* Extracted data:
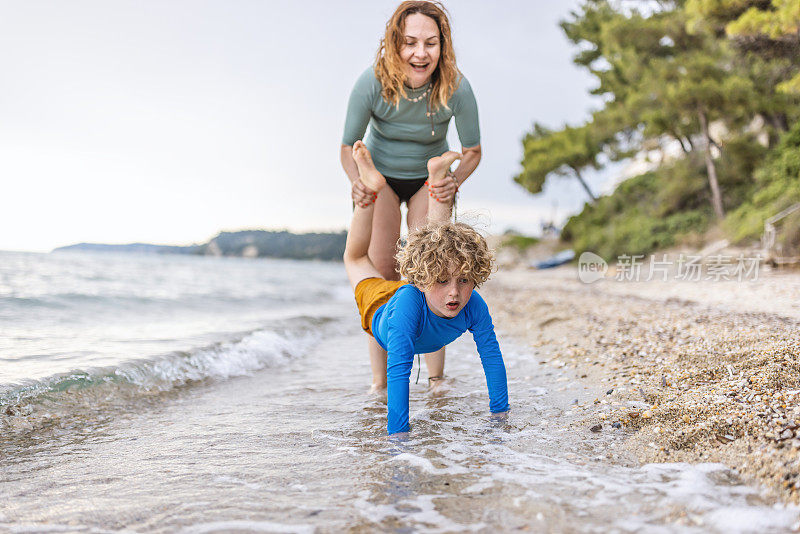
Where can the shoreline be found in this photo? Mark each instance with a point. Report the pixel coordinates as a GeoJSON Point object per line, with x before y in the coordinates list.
{"type": "Point", "coordinates": [686, 378]}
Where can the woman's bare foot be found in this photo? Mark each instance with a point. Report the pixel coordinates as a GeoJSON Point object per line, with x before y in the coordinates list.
{"type": "Point", "coordinates": [366, 169]}
{"type": "Point", "coordinates": [438, 166]}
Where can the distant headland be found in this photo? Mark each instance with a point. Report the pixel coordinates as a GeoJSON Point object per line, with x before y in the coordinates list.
{"type": "Point", "coordinates": [327, 246]}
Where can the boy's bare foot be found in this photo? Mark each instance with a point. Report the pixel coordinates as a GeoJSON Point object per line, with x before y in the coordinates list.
{"type": "Point", "coordinates": [438, 166]}
{"type": "Point", "coordinates": [366, 169]}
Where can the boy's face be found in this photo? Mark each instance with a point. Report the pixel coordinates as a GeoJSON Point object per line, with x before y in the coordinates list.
{"type": "Point", "coordinates": [449, 294]}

* What the task asks: Give again only the lines starting at the one that contains "Where can the woman's" and running to the end of the data.

* Solved exercise:
Where can the woman's bare foot be found in this photo? Mark each instance with a point. Report the pixel coordinates as a GeoJSON Point object per line, with x before y in the coordinates list.
{"type": "Point", "coordinates": [366, 169]}
{"type": "Point", "coordinates": [438, 166]}
Where can the distant headland be found in this photo? Mark each instance with a point. Report the pixel coordinates as a GeoJSON Point object per line, with x before y in the coordinates list.
{"type": "Point", "coordinates": [327, 246]}
Where can the boy's bare foot be found in this photo? Mark each instance with a point. Report the pixel coordinates as a GeoJSON Point object per line, with x before y in the coordinates list.
{"type": "Point", "coordinates": [438, 166]}
{"type": "Point", "coordinates": [366, 169]}
Where can the boy's face be found in this photo? Mark each instance with a point. Report the pixel coordinates as a GeoJSON Point object per line, with x before y in the coordinates list.
{"type": "Point", "coordinates": [449, 294]}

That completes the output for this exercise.